Parts of the exercise ::
**a.** In the database post, which id does the kiwi row have in the resulting table?
**b.** Please return the part of the database post that opens with the words containing "Thus with a" and closes with "ids stay consecutive?".
# START OF Page text
Now, I want to add items to my color database. I want to update the existing color if the fruit is in my database, or add a new row if it's not. The default approach would be to use INSERT ... ON DUPLICATE KEY UPDATE ... but this yields an undesired side effect with the ID column:

INSERT into table(fruit,color) VALUES ('apple','red') ON DUPLICATE KEY UPDATE color='red' INSERT into table(fruit,color) VALUES ('kiwi','pink') ON DUPLICATE KEY UPDATE color='pink'

This results in a table

+-------------+-----------+--------+
| id          | fruit     | color  |
+-------------+-----------+--------+
| 1           | apple     | red    | 
| 2           | banana    | yellow |
| 4           | kiwi      | pink   |
+-------------+-----------+--------+

Thus with a gap in the auto_increment. I know why this is (insert triggers first, raises the counter, then calls update when it fails) but my question is what can I use instead so that my ids stay consecutive?
# END OF Page text
# START OF Dataset extract
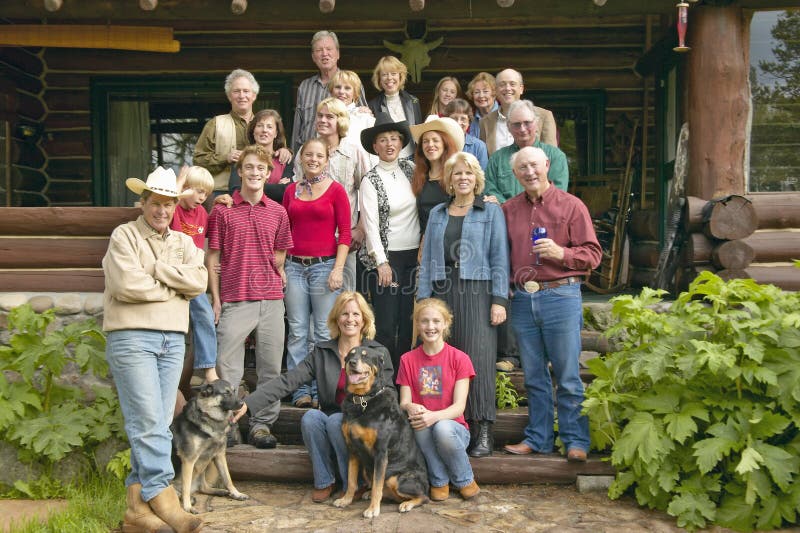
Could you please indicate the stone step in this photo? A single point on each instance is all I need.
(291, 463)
# END OF Dataset extract
# START OF Dataset extract
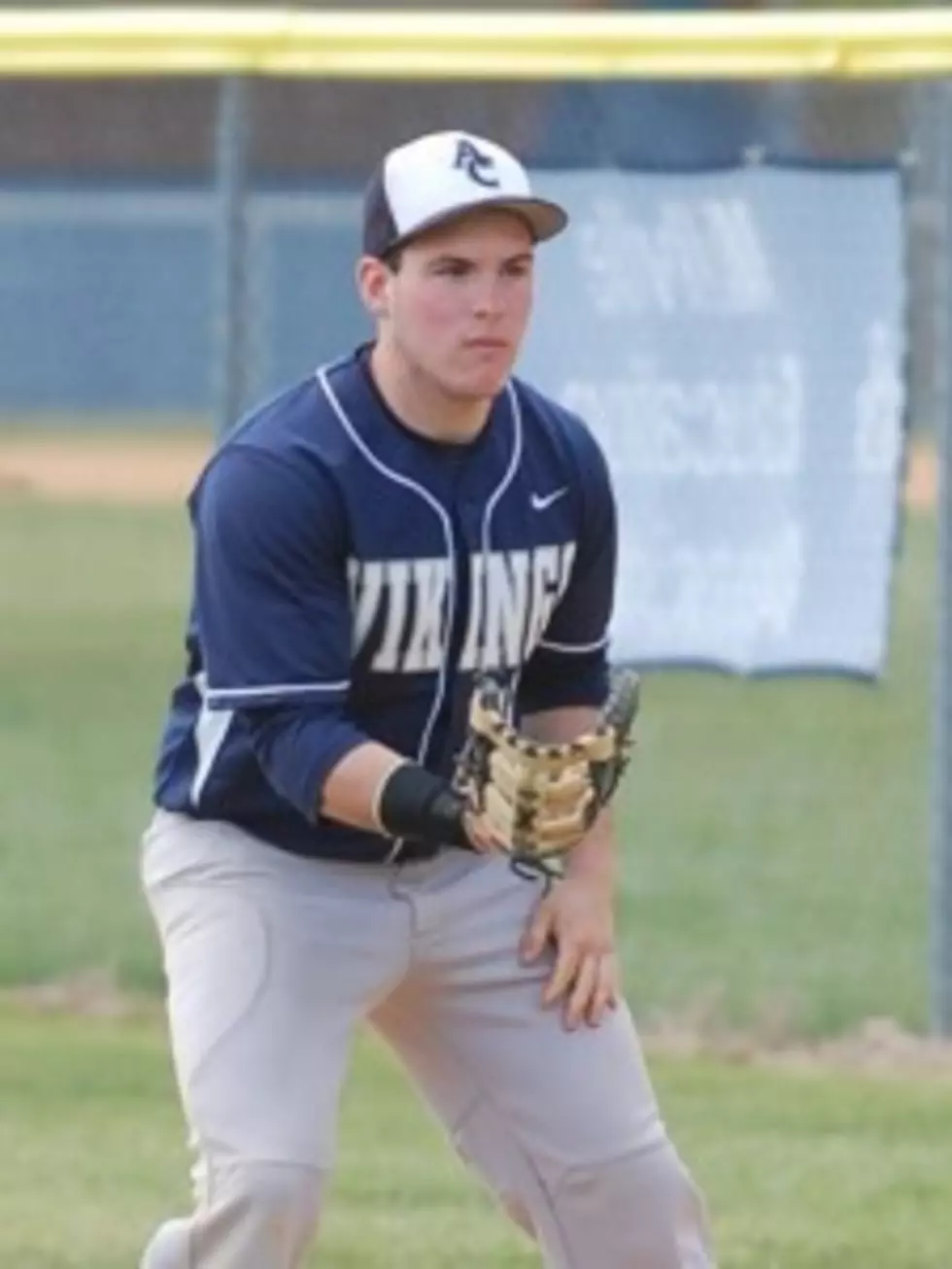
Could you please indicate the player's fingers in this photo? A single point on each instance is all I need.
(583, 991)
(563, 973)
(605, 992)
# END OF Dataset extract
# START OF Dataset extract
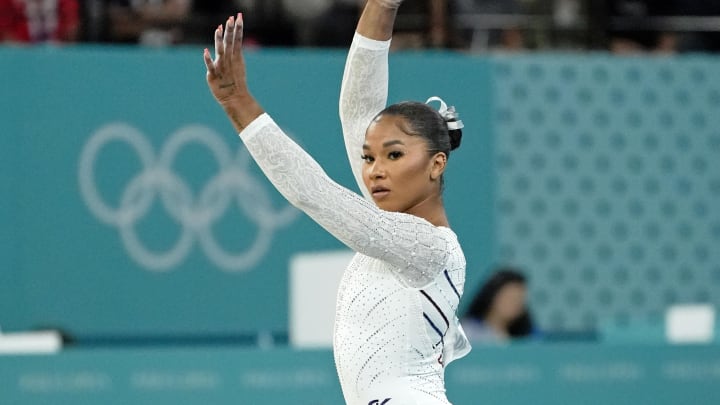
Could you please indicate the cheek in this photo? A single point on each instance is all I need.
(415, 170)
# END OF Dataset extract
Final results ::
**a.** 4

**b.**
Thus with a gap in the auto_increment. I know why this is (insert triggers first, raises the counter, then calls update when it fails) but my question is what can I use instead so that my ids stay consecutive?